## BEGIN

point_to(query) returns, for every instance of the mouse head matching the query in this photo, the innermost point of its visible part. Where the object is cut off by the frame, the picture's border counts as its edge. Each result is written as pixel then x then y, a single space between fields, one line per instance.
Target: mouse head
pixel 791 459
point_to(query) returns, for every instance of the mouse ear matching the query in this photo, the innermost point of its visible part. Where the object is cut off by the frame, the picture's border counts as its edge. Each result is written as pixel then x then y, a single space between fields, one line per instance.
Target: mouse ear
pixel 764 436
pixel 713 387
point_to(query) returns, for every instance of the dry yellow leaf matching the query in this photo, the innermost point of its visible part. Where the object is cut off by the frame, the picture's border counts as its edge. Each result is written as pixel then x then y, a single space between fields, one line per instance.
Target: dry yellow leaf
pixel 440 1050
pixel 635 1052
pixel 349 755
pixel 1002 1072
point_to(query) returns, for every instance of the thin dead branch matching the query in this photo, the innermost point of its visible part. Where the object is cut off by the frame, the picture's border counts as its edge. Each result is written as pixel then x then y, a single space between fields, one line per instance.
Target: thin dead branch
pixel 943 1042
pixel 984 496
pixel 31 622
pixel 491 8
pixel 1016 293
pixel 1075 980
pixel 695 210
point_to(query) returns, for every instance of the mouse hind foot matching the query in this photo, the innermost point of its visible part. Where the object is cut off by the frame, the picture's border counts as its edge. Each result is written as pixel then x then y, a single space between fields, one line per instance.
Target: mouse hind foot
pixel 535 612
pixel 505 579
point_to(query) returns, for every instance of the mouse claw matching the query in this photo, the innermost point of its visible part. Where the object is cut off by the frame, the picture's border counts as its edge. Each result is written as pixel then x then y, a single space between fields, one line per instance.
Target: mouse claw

## END

▸ **Aim of the task**
Extract, word for word, the part of the material that opens with the line containing "point_to(query) returns, for every instance of the mouse ear" and closes with the line containing "pixel 1002 1072".

▸ **Worked solution**
point_to(query) returns, for every instance of the mouse ear matching the query in this photo, the innermost point of its visible part. Where the object is cut off by the frame, the picture's border counts as its edge. Each result is written as pixel then x then y, a single space between fields, one line per instance.
Target: mouse ear
pixel 764 436
pixel 713 387
point_to(query) returns, for every instance of the dry yellow leaf matching the query in this photo, the innermost point of its visible part. Where the object is cut off by the frame, the picture's border counts as its edge. Each result is written as pixel then x then y, a single space between fields, one line per instance.
Target: dry yellow leaf
pixel 440 1050
pixel 635 1052
pixel 349 755
pixel 1002 1072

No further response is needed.